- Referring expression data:
>>>

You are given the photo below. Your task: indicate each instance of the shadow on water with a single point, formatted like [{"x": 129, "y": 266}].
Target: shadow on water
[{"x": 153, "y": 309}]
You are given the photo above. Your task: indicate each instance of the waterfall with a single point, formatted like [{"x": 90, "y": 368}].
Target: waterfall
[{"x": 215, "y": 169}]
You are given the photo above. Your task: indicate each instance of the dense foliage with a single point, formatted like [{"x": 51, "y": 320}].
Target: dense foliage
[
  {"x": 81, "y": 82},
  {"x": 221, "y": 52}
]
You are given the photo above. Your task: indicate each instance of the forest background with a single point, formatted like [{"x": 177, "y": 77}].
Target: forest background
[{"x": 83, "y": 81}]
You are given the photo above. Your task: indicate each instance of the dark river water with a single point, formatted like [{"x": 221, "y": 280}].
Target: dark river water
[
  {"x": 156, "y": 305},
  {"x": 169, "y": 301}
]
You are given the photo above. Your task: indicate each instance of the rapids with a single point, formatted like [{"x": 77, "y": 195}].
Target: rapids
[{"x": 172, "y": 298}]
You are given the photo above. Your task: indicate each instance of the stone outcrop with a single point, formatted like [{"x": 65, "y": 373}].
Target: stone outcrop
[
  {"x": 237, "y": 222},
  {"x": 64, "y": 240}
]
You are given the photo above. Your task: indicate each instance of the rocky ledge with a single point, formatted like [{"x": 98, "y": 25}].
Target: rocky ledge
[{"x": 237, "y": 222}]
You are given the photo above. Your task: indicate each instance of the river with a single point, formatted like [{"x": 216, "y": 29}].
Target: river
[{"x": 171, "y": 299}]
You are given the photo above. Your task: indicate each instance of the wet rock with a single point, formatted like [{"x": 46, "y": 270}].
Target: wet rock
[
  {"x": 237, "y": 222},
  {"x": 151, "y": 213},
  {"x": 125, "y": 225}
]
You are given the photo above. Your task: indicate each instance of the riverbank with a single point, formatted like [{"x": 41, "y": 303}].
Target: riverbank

<<<

- Problem details: An exact copy of the line containing "Target: stone outcrop" and all lines after it, through the last line of the entries, is the required answer.

- Solution to this task:
Target: stone outcrop
[
  {"x": 237, "y": 222},
  {"x": 64, "y": 240}
]
You are given the photo above. Your task: indicate each instance of the rocky ledge with a single point, formatted like [{"x": 98, "y": 25}].
Target: rocky ledge
[{"x": 237, "y": 222}]
You are given the photo above. Your task: indicate each instance of the river with a single point, formatted like [{"x": 216, "y": 29}].
Target: river
[{"x": 171, "y": 299}]
You are given the photo above. Your task: indicate each instance of the wet rock with a single point, formatted like [{"x": 46, "y": 270}].
Target: wet rock
[
  {"x": 237, "y": 222},
  {"x": 151, "y": 213},
  {"x": 125, "y": 225}
]
You are given the photo above. Your task: indicate each instance of the riverbank with a single point, formatted like [{"x": 41, "y": 303}].
Target: riverbank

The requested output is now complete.